Text passage =>

* BEGIN *

During a trip to Berlin on March 9, Kim Dae Jung announced that South Korea was willing to provide support in restructuring the North Korean economy and its crippled agricultural system, based on the principles of reciprocity. The North was interested, and the two sides met in Shanghai on March 17 and then had several subsequent meetings in Beijing, said Unification Minister Park Jae Kyu, who announced the summit.

On Saturday, the two sides agreed to the summit meeting, and agreed to announce it today, said a government official, who spoke on condition of anonymity. The official said that the timing was not dictated by the election, but that the two sides agreed to announce it promptly because “nowadays, it’s very difficult to keep that kind of information secret for a long time.”

Park’s statement said President Kim had agreed to visit Pyongyang June 12-14 at the invitation of Kim Jong Il. As had been agreed, the North Koreans made an almost identical announcement, but the text of the statement read on Pyongyang television began by saying that it was South Korea’s Kim who had issued the invitation.

* END *

Records provided =>

* BEGIN *

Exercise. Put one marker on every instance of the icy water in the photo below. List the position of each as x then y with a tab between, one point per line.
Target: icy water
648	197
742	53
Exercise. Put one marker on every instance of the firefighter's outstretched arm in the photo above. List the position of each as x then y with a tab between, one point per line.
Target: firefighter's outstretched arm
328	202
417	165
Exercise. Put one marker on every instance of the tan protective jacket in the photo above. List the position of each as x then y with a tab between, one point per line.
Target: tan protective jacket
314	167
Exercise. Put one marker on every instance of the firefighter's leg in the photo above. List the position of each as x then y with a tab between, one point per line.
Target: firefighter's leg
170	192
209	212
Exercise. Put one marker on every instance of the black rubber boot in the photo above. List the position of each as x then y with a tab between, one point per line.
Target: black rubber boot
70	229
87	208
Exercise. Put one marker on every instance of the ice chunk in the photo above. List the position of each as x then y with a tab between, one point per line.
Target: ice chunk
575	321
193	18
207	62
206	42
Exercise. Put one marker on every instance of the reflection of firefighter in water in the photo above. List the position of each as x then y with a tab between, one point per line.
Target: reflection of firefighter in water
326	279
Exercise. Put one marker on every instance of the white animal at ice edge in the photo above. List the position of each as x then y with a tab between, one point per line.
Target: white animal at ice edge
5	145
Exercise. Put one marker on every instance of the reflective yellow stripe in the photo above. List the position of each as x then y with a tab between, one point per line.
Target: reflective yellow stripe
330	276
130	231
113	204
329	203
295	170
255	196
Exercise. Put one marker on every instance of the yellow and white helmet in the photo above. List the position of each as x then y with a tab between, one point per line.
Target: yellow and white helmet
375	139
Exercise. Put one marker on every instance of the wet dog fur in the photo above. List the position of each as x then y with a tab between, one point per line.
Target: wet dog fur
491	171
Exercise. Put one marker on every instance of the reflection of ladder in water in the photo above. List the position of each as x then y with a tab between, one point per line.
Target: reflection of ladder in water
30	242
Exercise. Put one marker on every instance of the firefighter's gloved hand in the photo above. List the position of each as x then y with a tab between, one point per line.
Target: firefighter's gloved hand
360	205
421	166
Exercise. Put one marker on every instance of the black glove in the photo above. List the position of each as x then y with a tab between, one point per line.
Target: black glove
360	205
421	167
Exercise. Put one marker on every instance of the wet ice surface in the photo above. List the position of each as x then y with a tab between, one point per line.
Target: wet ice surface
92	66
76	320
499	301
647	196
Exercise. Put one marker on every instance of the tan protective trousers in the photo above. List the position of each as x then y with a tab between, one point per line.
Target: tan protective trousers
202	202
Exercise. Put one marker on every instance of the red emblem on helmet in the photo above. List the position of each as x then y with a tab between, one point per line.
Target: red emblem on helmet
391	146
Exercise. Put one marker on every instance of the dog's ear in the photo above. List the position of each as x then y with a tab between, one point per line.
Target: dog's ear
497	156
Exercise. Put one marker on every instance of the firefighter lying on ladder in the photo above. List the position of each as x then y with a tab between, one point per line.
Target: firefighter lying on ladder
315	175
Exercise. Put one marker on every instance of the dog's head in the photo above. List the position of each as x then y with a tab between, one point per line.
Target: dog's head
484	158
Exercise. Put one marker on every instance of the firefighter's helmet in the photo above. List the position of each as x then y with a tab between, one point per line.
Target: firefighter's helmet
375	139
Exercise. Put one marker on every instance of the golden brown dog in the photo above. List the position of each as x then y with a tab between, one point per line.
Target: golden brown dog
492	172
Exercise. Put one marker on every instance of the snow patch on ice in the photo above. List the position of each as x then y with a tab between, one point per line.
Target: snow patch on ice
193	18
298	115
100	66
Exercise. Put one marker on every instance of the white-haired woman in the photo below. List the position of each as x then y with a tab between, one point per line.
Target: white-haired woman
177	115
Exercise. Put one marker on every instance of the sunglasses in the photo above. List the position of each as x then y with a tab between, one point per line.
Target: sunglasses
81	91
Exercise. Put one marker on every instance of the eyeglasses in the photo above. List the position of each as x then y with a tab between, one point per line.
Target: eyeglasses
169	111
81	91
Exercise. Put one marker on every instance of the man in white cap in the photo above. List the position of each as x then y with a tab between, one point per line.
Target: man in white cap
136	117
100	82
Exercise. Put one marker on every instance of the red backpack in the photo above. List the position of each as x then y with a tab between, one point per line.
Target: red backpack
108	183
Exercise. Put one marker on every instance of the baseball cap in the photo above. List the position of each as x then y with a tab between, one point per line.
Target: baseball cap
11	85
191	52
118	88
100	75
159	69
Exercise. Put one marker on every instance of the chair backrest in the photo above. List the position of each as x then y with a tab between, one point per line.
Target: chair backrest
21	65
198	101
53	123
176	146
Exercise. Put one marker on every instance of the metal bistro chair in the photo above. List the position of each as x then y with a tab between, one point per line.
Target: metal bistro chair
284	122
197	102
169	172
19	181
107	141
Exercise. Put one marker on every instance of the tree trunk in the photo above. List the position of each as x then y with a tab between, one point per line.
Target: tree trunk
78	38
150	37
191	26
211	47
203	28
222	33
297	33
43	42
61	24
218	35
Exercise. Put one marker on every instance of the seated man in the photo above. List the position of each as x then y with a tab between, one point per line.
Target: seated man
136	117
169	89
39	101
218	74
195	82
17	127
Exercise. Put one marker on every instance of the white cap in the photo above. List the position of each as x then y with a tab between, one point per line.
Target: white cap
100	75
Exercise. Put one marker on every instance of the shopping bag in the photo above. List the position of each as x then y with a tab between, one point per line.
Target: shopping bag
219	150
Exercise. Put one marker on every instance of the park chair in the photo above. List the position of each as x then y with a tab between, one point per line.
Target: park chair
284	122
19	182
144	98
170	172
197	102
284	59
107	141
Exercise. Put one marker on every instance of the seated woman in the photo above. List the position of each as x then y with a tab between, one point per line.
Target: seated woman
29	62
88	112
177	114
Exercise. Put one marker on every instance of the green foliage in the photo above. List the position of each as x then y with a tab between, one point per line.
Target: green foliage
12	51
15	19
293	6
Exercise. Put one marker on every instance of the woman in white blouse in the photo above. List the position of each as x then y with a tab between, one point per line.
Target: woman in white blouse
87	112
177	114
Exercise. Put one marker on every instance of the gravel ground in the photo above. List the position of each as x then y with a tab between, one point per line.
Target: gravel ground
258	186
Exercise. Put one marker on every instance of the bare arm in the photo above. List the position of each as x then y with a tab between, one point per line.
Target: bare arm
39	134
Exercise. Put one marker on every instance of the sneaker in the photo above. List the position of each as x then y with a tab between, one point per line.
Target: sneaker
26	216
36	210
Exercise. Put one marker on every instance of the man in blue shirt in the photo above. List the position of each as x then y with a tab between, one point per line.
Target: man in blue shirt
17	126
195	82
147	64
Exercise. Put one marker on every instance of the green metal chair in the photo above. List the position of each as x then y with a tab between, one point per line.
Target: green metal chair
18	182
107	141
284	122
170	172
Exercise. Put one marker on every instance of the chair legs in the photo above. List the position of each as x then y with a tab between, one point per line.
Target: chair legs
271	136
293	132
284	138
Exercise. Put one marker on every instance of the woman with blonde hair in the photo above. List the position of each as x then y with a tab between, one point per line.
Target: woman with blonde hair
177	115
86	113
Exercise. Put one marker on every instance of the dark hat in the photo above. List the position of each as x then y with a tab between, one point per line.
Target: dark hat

* END *

Brief 1 => Copy the entries word for word, from the line containing "Exercise. Put one marker on every instance of the chair legs" up to and including the last line of the entries.
Brief 2 => Continue the passage about the announced inter-Korean summit, picking up after its final sentence.

Exercise response 1 =>
Exercise. Put one marker on every instance of the chair legs in the photo above. List the position of each as x then y with a tab between, one point per line.
Target: chair legs
271	136
293	132
284	138
Exercise. Put one marker on every instance of the woman with blonde hair in the photo above. List the position of each as x then y with a tab between, one point per line.
Target: woman with blonde hair
177	115
86	113
Exercise. Put one marker on every instance of the dark hat in the photo above. List the position of each as x then y with a tab between, one point per line.
Target: dark hat

Exercise response 2 =>
U.S. State Department counselor Wendy Sherman said the U.S. has worked to support dialogue between the two Koreas in every possible way, including the dispatch of former Secretary of Defense William Perry to Pyongyang as part of a review of U.S. policy toward North Korea.

“We welcome and strongly support this announcement of a summit,” Sherman said.

Unification Minister Park said the two leaders would “frankly and candidly discuss ways to establish peace on the Korean peninsula, South-North cooperation and the future of the Korean people, and this will create a new chapter in Korean history.”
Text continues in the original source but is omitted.